CONSIGNE DONNÉE 1 » Renvoyez tel quel le passage de l'article sur le SPVM qui commence par « Nouvelle commotion au » et se poursuit jusqu'à « à ce stade. ».

══════════════════════════════

Un véritable roman d'espionnage est en train de se jouer au SPVM, où l'un des policiers qui contrôlent le plus d'informateurs dans l'univers des stupéfiants s'est vu retirer précipitamment ses fonctions mercredi. Craignant que son sergent-détective vedette ne soit devenu trop proche du crime organisé, la direction de la police de Montréal a lancé une enquête interne en matière criminelle d'une complexité sans précédent.

Nouvelle commotion au SPVM. La police retire de ses fonctions une superstar de la lutte antidrogue ciblée par une enquête interne en matière criminelle sur la nature de ses rapports avec le crime organisé.

Le sergent-détective en question, connu comme l'un des policiers qui contrôlent le plus d'informateurs dans les milieux criminels au Québec, a été avisé mercredi après-midi qu'il sera «tabletté». Il perd son prestigieux poste au sein de la division de la lutte contre le crime organisé et doit abandonner immédiatement ses nombreuses enquêtes en cours. Il lui sera aussi interdit de communiquer avec ses informateurs, même si aucune accusation n'a été portée contre lui à ce stade.

«Lors de l'affaire Davidson et de l'affaire Roberge, le directeur du SPVM avait mentionné qu'il y avait toujours des enquêtes en cours, que le travail n'était pas terminé. Oui, il y a enquête en cours, un policier a été déplacé. On ne dévoile pas son identité pour l'instant, car il n'est pas accusé. On a 7000 employés qui travaillent à la sécurité des citoyens. Cependant, quand des cas sont signalés, il faut agir. C'est ce qu'on a fait aujourd'hui», explique le commandant Ian Lafrenière, porte-parole du SPVM.

Sur Facebook, le policier en question utilise comme avatar le sigle de Batman et le projecteur qui sert à appeler au secours l'implacable justicier masqué. À l'instar de l'homme chauve-souris, il n'a jamais fait l'unanimité au sein de la police.

══════════════════════════════

CONSIGNE DONNÉE 2 » Dans tous les enregistrements ci-dessous, renommez « Keypoints » en « Points clés » sans rien modifier d'autre. Laissez les images de côté dans votre réponse.

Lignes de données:
══════════════════════════════

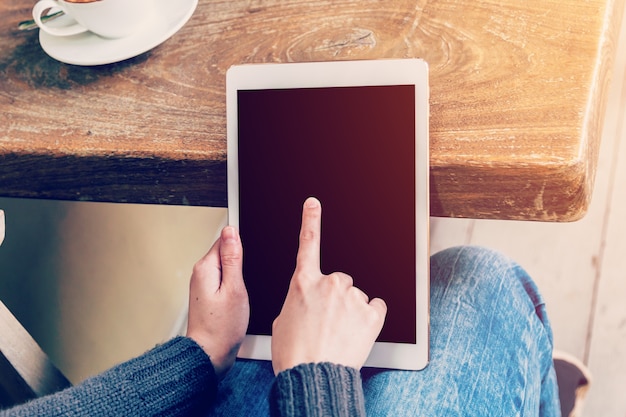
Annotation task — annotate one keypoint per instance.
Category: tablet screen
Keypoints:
(354, 149)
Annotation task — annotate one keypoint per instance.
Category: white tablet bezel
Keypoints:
(346, 74)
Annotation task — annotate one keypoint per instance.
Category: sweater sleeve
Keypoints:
(320, 389)
(173, 379)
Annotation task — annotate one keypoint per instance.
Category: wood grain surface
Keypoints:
(518, 91)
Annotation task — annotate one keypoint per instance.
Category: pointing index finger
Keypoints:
(309, 250)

══════════════════════════════

RÉSULTAT OBTENU 1 »
Nouvelle commotion au SPVM. La police retire de ses fonctions une superstar de la lutte antidrogue ciblée par une enquête interne en matière criminelle sur la nature de ses rapports avec le crime organisé.

Le sergent-détective en question, connu comme l'un des policiers qui contrôlent le plus d'informateurs dans les milieux criminels au Québec, a été avisé mercredi après-midi qu'il sera «tabletté». Il perd son prestigieux poste au sein de la division de la lutte contre le crime organisé et doit abandonner immédiatement ses nombreuses enquêtes en cours. Il lui sera aussi interdit de communiquer avec ses informateurs, même si aucune accusation n'a été portée contre lui à ce stade.

RÉSULTAT OBTENU 2 »
Annotation task — annotate one keypoint per instance.
Category: tablet screen
Points clés:
(354, 149)
Annotation task — annotate one keypoint per instance.
Category: white tablet bezel
Points clés:
(346, 74)
Annotation task — annotate one keypoint per instance.
Category: sweater sleeve
Points clés:
(320, 389)
(173, 379)
Annotation task — annotate one keypoint per instance.
Category: wood grain surface
Points clés:
(518, 91)
Annotation task — annotate one keypoint per instance.
Category: pointing index finger
Points clés:
(309, 250)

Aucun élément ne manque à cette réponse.